Given request.
Rewrite everything from the line containing "Task: If you could identify the man in flat" down to the end of the records, requests included. Offset each coordinate in the answer points by 103.

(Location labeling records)
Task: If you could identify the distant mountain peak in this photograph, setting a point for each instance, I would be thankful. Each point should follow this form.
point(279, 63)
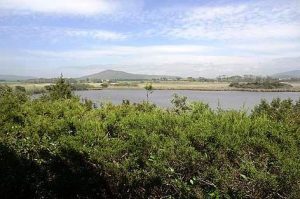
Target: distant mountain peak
point(121, 75)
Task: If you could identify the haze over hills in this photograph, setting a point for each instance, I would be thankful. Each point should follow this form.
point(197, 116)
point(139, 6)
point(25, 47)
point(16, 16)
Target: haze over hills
point(15, 77)
point(121, 75)
point(288, 74)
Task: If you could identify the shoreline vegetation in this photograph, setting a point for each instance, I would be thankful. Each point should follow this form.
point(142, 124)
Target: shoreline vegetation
point(58, 146)
point(39, 88)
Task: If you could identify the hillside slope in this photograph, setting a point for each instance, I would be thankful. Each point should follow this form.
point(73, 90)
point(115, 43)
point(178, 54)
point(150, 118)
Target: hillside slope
point(120, 75)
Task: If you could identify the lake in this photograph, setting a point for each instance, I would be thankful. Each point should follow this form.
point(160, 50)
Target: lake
point(162, 98)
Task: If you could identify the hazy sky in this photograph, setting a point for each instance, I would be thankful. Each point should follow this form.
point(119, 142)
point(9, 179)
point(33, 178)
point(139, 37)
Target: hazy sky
point(172, 37)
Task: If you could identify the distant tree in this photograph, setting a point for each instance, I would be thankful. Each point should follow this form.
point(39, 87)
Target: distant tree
point(149, 90)
point(61, 90)
point(104, 85)
point(20, 89)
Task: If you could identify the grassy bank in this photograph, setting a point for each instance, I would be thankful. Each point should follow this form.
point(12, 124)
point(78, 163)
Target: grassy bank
point(58, 147)
point(165, 85)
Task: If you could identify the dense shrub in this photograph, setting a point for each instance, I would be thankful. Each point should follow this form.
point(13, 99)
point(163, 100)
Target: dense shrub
point(58, 147)
point(261, 85)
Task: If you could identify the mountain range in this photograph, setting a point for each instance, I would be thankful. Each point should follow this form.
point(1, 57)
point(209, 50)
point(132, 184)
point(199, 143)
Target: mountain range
point(120, 75)
point(15, 77)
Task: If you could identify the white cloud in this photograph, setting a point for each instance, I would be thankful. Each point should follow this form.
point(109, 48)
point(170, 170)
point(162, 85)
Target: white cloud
point(61, 33)
point(247, 21)
point(76, 7)
point(96, 34)
point(137, 53)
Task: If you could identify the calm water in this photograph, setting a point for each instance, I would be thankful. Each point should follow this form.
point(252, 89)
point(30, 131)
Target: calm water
point(162, 98)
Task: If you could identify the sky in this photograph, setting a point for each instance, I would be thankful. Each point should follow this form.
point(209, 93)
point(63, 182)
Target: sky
point(45, 38)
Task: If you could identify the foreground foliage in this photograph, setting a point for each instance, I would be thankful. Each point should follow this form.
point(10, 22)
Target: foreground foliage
point(59, 147)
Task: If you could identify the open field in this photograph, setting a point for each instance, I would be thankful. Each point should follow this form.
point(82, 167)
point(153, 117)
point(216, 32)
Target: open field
point(163, 85)
point(205, 86)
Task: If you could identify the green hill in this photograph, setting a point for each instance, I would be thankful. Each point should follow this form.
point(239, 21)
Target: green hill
point(120, 75)
point(14, 78)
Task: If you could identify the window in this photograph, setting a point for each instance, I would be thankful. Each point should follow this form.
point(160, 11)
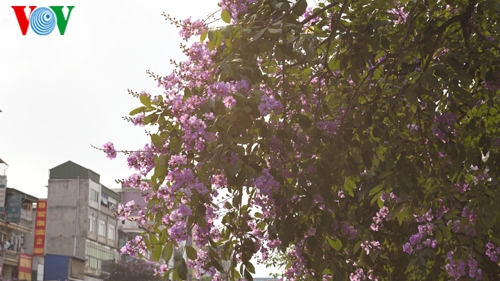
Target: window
point(98, 256)
point(111, 232)
point(102, 228)
point(92, 226)
point(94, 195)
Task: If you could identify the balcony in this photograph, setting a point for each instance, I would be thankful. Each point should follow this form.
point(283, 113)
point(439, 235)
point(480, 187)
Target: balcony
point(26, 215)
point(9, 255)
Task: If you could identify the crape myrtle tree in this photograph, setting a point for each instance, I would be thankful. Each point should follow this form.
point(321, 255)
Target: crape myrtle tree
point(133, 270)
point(351, 140)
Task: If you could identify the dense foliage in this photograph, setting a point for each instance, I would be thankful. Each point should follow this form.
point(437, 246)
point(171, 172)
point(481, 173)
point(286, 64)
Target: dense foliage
point(133, 270)
point(358, 138)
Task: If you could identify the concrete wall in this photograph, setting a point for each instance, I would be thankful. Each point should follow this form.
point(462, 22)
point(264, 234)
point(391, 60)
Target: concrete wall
point(67, 216)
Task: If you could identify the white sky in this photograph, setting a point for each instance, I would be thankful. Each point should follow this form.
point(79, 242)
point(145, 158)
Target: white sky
point(59, 94)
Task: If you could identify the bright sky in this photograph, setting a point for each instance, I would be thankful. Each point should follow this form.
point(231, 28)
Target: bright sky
point(60, 94)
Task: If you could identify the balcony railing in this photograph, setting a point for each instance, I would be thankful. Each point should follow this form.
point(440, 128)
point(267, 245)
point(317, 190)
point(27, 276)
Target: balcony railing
point(10, 255)
point(26, 215)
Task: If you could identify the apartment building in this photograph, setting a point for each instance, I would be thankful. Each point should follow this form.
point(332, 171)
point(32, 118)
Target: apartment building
point(82, 232)
point(15, 229)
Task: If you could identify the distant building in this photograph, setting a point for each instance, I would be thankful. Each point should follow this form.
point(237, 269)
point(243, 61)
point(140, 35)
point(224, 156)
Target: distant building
point(15, 229)
point(82, 233)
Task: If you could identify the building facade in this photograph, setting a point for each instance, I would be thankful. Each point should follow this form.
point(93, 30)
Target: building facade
point(16, 217)
point(81, 222)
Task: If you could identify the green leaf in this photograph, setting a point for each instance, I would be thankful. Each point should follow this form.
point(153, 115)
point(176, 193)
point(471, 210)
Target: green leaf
point(168, 250)
point(335, 244)
point(274, 30)
point(157, 252)
point(226, 16)
point(203, 36)
point(157, 140)
point(431, 79)
point(439, 236)
point(249, 266)
point(356, 247)
point(300, 8)
point(145, 100)
point(191, 253)
point(446, 233)
point(182, 270)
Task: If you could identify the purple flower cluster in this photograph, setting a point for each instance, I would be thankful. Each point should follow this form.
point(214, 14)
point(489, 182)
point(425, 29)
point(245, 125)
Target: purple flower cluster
point(134, 247)
point(492, 252)
point(418, 240)
point(382, 214)
point(143, 160)
point(138, 120)
point(109, 149)
point(457, 269)
point(349, 231)
point(371, 247)
point(268, 104)
point(357, 275)
point(190, 28)
point(124, 211)
point(399, 14)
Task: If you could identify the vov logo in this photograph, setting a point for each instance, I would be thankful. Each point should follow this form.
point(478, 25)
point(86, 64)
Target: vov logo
point(42, 20)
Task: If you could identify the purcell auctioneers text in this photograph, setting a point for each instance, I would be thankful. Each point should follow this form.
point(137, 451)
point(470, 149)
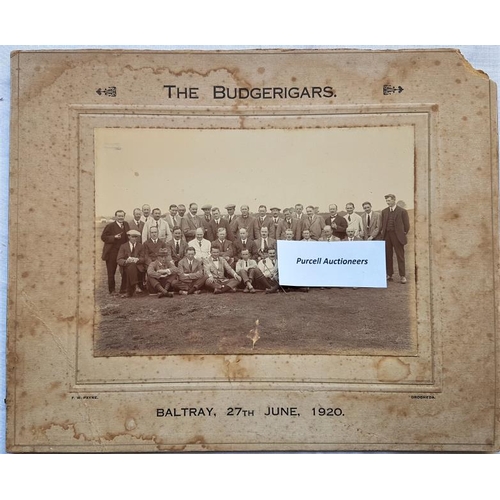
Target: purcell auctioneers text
point(221, 92)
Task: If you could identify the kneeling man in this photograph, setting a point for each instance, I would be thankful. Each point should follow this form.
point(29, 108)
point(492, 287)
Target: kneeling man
point(191, 277)
point(217, 271)
point(162, 274)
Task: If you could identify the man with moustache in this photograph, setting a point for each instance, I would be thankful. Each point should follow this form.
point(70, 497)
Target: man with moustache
point(164, 232)
point(336, 222)
point(114, 235)
point(191, 222)
point(201, 245)
point(246, 221)
point(288, 222)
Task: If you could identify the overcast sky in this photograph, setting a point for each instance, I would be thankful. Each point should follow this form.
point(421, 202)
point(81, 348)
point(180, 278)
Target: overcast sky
point(279, 167)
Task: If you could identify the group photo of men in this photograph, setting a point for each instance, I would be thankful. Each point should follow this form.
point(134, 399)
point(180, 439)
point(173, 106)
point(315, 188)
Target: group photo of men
point(185, 251)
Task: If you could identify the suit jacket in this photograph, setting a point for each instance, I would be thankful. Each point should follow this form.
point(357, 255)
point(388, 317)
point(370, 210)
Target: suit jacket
point(295, 225)
point(355, 223)
point(124, 253)
point(185, 274)
point(232, 225)
point(189, 225)
point(271, 243)
point(176, 257)
point(151, 250)
point(374, 228)
point(248, 224)
point(138, 227)
point(401, 223)
point(273, 228)
point(164, 232)
point(213, 227)
point(258, 224)
point(172, 221)
point(224, 270)
point(339, 231)
point(315, 226)
point(226, 248)
point(249, 245)
point(111, 244)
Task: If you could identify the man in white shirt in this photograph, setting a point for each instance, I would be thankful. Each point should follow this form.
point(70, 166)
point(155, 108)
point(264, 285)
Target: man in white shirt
point(354, 221)
point(201, 245)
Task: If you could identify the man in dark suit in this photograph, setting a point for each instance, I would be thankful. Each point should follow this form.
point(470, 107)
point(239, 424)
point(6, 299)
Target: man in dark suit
point(136, 223)
point(395, 225)
point(177, 246)
point(289, 222)
point(191, 222)
point(336, 222)
point(191, 277)
point(152, 245)
point(215, 223)
point(245, 243)
point(114, 236)
point(226, 250)
point(131, 261)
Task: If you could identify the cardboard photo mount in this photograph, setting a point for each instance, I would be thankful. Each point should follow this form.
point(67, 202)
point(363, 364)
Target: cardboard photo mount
point(441, 396)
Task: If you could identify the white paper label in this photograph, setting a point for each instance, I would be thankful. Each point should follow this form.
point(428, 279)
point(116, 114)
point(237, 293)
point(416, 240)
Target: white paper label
point(325, 264)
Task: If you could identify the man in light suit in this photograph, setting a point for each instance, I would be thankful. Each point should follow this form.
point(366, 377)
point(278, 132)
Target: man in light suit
point(288, 222)
point(191, 222)
point(136, 223)
point(201, 245)
point(220, 277)
point(131, 261)
point(262, 220)
point(245, 243)
point(177, 246)
point(353, 220)
point(172, 217)
point(190, 278)
point(156, 221)
point(114, 235)
point(215, 223)
point(371, 222)
point(247, 221)
point(394, 224)
point(264, 243)
point(314, 223)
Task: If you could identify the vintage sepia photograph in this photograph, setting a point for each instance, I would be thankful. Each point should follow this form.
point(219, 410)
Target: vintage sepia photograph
point(187, 223)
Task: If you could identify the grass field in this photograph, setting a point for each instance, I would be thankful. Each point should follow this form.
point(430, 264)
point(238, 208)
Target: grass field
point(333, 320)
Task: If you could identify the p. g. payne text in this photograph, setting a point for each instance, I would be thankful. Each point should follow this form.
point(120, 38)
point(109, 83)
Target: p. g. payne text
point(185, 412)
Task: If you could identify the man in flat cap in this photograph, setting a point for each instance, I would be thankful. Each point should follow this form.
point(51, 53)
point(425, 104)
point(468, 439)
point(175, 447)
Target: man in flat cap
point(162, 274)
point(131, 261)
point(114, 236)
point(275, 220)
point(231, 219)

Exercise answer.
Task: If you could identify the man in flat cap in this photograph, setting a point for each instance, I would be thankful. Each point should follow this form.
point(51, 53)
point(425, 104)
point(468, 439)
point(175, 447)
Target: man in flat cap
point(265, 377)
point(234, 364)
point(217, 339)
point(378, 323)
point(334, 322)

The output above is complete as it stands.